WHAT IS NEEDED -> Render every line of the entries below as a JSON list of strings, one string per line, skipping blank lines and leaving out the pictures.

EXERCISE MATERIALS ->
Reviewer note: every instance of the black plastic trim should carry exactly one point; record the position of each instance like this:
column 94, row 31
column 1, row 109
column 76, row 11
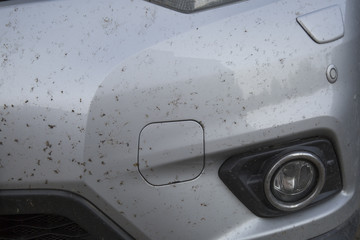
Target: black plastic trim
column 65, row 204
column 244, row 174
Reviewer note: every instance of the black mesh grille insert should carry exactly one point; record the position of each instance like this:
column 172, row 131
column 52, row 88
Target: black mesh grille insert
column 40, row 227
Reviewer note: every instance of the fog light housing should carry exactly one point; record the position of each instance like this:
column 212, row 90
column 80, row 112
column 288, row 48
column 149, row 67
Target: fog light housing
column 294, row 181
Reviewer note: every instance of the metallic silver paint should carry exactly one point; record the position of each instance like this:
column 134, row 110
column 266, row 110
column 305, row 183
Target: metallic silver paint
column 77, row 79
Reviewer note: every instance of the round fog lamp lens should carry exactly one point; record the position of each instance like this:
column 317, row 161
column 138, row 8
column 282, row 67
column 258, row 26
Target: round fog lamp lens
column 294, row 180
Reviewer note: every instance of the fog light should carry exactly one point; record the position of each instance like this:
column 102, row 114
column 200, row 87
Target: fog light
column 294, row 181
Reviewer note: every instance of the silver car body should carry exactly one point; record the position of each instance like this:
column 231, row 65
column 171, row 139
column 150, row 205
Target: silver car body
column 81, row 81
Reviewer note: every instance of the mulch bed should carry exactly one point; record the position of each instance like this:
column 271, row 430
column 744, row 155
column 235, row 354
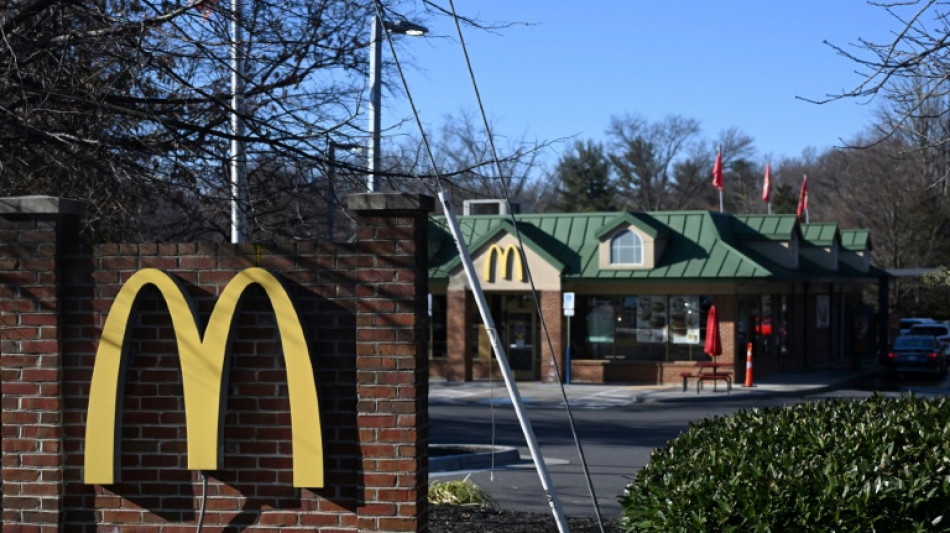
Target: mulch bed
column 460, row 519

THE OUTPUT ->
[
  "Reviewer note: every instance of the black plastic trim should carry exactly one point; record the position of each instance like this:",
  "column 94, row 31",
  "column 1, row 109",
  "column 76, row 11",
  "Target: black plastic trim",
  "column 65, row 204",
  "column 244, row 174",
  "Reviewer note: every instance of the black mesh grille insert should carry exactly one point; record the position of each instance like this:",
  "column 172, row 131",
  "column 52, row 88",
  "Target: black mesh grille insert",
  "column 40, row 227",
  "Reviewer note: every instance of the fog light housing should carry exactly one point; record the position of each instance like this:",
  "column 212, row 90",
  "column 80, row 112",
  "column 288, row 48",
  "column 149, row 67",
  "Target: fog light housing",
  "column 294, row 181",
  "Reviewer note: every instance of the metallic silver paint should carry exactly one point; record the position of each instance like this:",
  "column 134, row 110",
  "column 266, row 110",
  "column 305, row 183",
  "Target: metallic silver paint",
  "column 77, row 79",
  "Reviewer note: every instance of the round fog lamp lens should carry exactly one point; record the position of each instance like this:",
  "column 317, row 161",
  "column 138, row 8",
  "column 282, row 67",
  "column 258, row 26",
  "Target: round fog lamp lens",
  "column 294, row 180",
  "Reviewer note: every instance of the fog light should carry exactly one point; record the position of each instance like this:",
  "column 102, row 114",
  "column 200, row 87",
  "Target: fog light",
  "column 294, row 181",
  "Reviewer note: every instance of the silver car body should carry exactly one point; record the position of each instance like this:",
  "column 231, row 65",
  "column 171, row 139",
  "column 150, row 205",
  "Target: silver car body",
  "column 81, row 81",
  "Reviewer note: every instance of the mulch bed should carry exactly one point; record the position of each instance like this:",
  "column 271, row 430",
  "column 744, row 155",
  "column 235, row 354",
  "Target: mulch bed",
  "column 460, row 519"
]